## Gestellte Aufgabe 1
Kopiere aus dem Forenthread unten zum Hochskalieren von Videos wortgetreu den Abschnitt, der mit den Worten „Hey Axn, ich“ beginnt und mit „am nähesten hin.“ endet.

## Auszug
⟨

# Video ohne interpolation hochskalieren



## boarter (12. März 2007)

Hallo ich stehe vor einem großen Problem und bräuchte mal wieder eure Hilfe. Ich habe ein Video in der Größe von 320x240 welches ich 1 zu 1 ohne Interpolation auf 768x576 hochskalieren  möchte. Premiere rechnet mir aber das Video mit Interpolation hoch, brauche es aber so, dass die pixel quatratisch bleiben. Wenn ich das kleine Video im VLC Player als Vollbild anschaue bekomme ich den gewünschten Look. Kann mir jemand sagen wie ich das in Premiere hinbekomme? Vielen Dank im vorraus, boarter.

Edit: habe ein Snapshot aus VLC gemacht wo man den gewünschten Treppeneffekt sehen kann. Bekomme ich den Effekt vielleicht wenn ich das Video vor dem hochskalieren erst nochmal einmal verkleinere?


----------



## axn (12. März 2007)

Kann mich irren, mir ist aber keine Möglichkeit bekannt die Interpolation in Premiere zu unterbinden. Mit Photoshop würde es gehen - dank Automatisierung nicht mal ein großer Aufwand.

mfg

axn


----------



## boarter (12. März 2007)

Hey Axn, ja Photoshop wäre eine idee aber bei 30min Video ist das schon ziemlich krass und so lange zeit habe ich nicht mehr. Vielleicht hat ja jemand noch eine andere Idee, danke aber totzdem.


----------



## axn (12. März 2007)

Bevor du jetzt auf weitere Antworten wartest, würde ich sicherheitshalber anfangen 
30 Minuten sind doch gar nicht so viel... :suspect:


----------



## boarter (12. März 2007)

ich habe das video halt als quicktime und nicht als tga und das erst in eizelbilder zu zerlegen und dann wieder zusammenzuschnipseln ist schon ein wenig zeit aufwendig.


----------



## axn (12. März 2007)

> das erst in eizelbilder zu zerlegen und dann wieder zusammenzuschnipseln ist schon ein wenig zeit aufwendig.


Wirklich nicht. Exportieren als PNG oder TIFF Sequenz mit LZW-Komprimierung (5Min), in PS die Aktion erstellen (3Min) und auf den Ordner anwenden (1Min und je nach System - keine Ahnung - so 3-5h Rechenzeit). Ich vermute eben auch, dass es für Premiere keine Lösung gibt..

mfg

axn


----------



## boarter (12. März 2007)

Ich schaue das ich das noch zeitlich hinbekomme. Das Urechnen in tiff dauert bei meinem Rechner schon mal eine Stunde. Danke.


----------



## boarter (12. März 2007)

Hey Axn, ich wollte mir gerade die Aktion erstellen. Kannst du mir sage wo ich die Interpolation ausstellen kann? Dachte dass es bei Bild - Bildgröße ging. Dort gibt es aber nur Bild neu berechnen mit: Bikubisch etc.

Edit: Pixelwiederholung kommt bis jetzt am nähesten hin.


----------



## axn (12. März 2007)

Bild neu berechnen mit Pixelwiederholung.
Edit: Edit überlesen...


----------



## boarter (12. März 2007)

Ok ich teste das mal. Danke schön.


----------

⟩

(Dateneinträge)
⟨

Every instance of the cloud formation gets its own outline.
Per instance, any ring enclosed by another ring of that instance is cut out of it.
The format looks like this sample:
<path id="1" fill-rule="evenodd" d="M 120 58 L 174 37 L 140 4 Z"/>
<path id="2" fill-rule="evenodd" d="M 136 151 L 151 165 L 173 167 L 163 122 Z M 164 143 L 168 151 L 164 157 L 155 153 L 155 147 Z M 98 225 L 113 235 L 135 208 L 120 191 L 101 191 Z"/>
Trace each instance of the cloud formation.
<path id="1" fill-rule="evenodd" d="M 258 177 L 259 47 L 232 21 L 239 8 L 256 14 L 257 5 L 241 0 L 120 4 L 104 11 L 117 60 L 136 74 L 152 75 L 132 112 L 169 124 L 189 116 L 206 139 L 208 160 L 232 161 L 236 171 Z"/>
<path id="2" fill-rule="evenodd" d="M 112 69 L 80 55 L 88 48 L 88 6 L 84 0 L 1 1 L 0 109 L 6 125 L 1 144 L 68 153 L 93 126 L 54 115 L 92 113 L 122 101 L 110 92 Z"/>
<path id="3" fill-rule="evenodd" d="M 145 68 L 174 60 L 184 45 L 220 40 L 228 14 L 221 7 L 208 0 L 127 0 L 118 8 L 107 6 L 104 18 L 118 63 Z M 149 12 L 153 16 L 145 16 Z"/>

⟩

## Gestellte Aufgabe 2
Gib alle obigen Dateneinträge als CSV mit den zwei Spalten eingabe und ausgabe wieder, eine Zeile je Eintrag. In eingabe steht sein Text, in ausgabe die zugehörige Antwort, jeweils in einem Feld in Anführungszeichen und mit Leerzeichen statt Zeilenumbrüchen.

## Erwartete Ausgabe 1
Hey Axn, ich wollte mir gerade die Aktion erstellen. Kannst du mir sage wo ich die Interpolation ausstellen kann? Dachte dass es bei Bild - Bildgröße ging. Dort gibt es aber nur Bild neu berechnen mit: Bikubisch etc.

Edit: Pixelwiederholung kommt bis jetzt am nähesten hin.

## Erwartete Ausgabe 2
eingabe,ausgabe
"Every instance of the cloud formation gets its own outline. Per instance, any ring enclosed by another ring of that instance is cut out of it. The format looks like this sample: <path id=""1"" fill-rule=""evenodd"" d=""M 120 58 L 174 37 L 140 4 Z""/> <path id=""2"" fill-rule=""evenodd"" d=""M 136 151 L 151 165 L 173 167 L 163 122 Z M 164 143 L 168 151 L 164 157 L 155 153 L 155 147 Z M 98 225 L 113 235 L 135 208 L 120 191 L 101 191 Z""/> Trace each instance of the cloud formation.","<path id=""1"" fill-rule=""evenodd"" d=""M 258 177 L 259 47 L 232 21 L 239 8 L 256 14 L 257 5 L 241 0 L 120 4 L 104 11 L 117 60 L 136 74 L 152 75 L 132 112 L 169 124 L 189 116 L 206 139 L 208 160 L 232 161 L 236 171 Z""/> <path id=""2"" fill-rule=""evenodd"" d=""M 112 69 L 80 55 L 88 48 L 88 6 L 84 0 L 1 1 L 0 109 L 6 125 L 1 144 L 68 153 L 93 126 L 54 115 L 92 113 L 122 101 L 110 92 Z""/> <path id=""3"" fill-rule=""evenodd"" d=""M 145 68 L 174 60 L 184 45 L 220 40 L 228 14 L 221 7 L 208 0 L 127 0 L 118 8 L 107 6 L 104 18 L 118 63 Z M 149 12 L 153 16 L 145 16 Z""/>"